Recorded data ▸
########

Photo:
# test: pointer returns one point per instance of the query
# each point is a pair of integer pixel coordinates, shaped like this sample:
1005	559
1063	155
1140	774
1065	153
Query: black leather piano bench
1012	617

########

Task goal ▸
Copy out the material above line for line, with every character kept the same.

Written response ▸
Photo:
# test: pointer returns one point per instance of the query
# each point is a pair of integer pixel coordinates, shaped like this sample:
1005	559
1063	155
1140	774
1065	153
Query: black leather piano bench
1012	617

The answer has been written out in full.